» **Challenge**:
Which lines below contain the word "heron"? Collect each one and copy it out in full.

» **Records**:
* Start *

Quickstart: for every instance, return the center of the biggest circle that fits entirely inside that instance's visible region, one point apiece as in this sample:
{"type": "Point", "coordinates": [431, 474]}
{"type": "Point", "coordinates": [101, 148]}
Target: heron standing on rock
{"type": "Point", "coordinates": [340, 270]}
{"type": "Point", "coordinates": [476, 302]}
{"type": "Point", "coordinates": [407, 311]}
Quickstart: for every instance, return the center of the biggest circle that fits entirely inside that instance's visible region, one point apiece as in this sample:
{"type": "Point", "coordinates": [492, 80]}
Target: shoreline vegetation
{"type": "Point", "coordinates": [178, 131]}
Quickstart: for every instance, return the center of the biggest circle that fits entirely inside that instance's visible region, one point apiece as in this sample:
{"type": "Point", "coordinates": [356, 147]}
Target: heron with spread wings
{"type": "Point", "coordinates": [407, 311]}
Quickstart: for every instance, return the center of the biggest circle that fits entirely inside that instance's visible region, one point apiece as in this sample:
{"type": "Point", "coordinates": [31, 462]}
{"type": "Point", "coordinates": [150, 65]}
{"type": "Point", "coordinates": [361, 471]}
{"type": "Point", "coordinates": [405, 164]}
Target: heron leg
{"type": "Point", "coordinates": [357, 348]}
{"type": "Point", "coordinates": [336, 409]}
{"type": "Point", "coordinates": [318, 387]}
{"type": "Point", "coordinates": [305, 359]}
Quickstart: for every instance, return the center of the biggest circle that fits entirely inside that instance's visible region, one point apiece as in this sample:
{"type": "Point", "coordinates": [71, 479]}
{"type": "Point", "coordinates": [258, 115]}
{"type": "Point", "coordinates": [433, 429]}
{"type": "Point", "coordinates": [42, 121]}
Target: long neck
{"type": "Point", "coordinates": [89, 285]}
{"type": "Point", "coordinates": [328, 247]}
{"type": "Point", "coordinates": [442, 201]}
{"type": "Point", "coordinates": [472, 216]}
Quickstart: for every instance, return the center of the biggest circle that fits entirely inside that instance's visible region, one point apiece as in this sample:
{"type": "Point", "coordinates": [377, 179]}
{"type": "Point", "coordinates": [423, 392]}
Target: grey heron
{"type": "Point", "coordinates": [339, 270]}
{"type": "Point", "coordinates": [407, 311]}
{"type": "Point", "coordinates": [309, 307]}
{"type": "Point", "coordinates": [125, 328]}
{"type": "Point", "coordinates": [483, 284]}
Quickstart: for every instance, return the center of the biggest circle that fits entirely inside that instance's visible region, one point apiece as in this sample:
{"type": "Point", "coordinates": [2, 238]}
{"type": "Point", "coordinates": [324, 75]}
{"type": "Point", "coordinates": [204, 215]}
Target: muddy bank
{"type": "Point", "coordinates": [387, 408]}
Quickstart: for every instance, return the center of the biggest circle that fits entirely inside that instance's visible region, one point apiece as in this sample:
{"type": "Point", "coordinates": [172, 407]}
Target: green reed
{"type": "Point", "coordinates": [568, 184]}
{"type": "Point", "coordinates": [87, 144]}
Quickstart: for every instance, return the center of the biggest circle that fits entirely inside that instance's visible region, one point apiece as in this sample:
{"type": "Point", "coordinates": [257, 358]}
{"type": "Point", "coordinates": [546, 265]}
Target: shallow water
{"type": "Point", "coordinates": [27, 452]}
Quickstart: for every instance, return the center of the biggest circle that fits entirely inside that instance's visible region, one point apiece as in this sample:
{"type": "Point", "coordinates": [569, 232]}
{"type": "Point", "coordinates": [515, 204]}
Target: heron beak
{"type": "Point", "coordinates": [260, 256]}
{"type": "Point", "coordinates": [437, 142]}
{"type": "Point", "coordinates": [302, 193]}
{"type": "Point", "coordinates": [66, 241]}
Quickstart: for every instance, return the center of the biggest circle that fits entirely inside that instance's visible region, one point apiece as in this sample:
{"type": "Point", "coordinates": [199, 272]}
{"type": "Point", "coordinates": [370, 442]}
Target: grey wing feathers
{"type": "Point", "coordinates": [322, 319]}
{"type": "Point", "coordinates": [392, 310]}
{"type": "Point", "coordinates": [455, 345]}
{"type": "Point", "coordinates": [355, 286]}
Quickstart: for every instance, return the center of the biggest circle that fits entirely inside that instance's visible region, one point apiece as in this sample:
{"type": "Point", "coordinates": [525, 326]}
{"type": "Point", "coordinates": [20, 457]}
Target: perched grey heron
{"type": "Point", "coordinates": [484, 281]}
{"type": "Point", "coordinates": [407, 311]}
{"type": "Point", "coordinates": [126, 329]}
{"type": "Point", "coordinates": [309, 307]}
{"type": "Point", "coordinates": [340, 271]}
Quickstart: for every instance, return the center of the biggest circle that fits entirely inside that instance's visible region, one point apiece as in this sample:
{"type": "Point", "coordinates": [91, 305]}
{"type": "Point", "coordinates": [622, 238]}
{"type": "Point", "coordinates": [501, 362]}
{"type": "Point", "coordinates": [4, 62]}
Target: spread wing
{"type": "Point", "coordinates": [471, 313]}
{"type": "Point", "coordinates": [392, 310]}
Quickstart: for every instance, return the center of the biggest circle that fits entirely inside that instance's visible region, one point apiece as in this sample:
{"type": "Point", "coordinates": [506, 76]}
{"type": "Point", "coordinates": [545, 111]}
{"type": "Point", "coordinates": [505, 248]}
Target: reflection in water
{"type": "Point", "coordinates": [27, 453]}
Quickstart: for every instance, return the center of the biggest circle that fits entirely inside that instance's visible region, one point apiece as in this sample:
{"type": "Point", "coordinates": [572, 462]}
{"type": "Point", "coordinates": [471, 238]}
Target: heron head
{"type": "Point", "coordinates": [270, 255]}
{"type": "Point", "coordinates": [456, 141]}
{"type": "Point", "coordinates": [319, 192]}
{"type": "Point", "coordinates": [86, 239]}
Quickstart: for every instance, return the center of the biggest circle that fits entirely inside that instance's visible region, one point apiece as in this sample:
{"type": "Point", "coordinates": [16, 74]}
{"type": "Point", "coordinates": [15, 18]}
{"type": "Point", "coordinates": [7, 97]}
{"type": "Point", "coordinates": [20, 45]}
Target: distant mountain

* End *

» **Correct response**:
Target: heron standing on rock
Target: heron with spread wings
Target: heron leg
Target: grey heron
Target: heron beak
Target: perched grey heron
Target: heron head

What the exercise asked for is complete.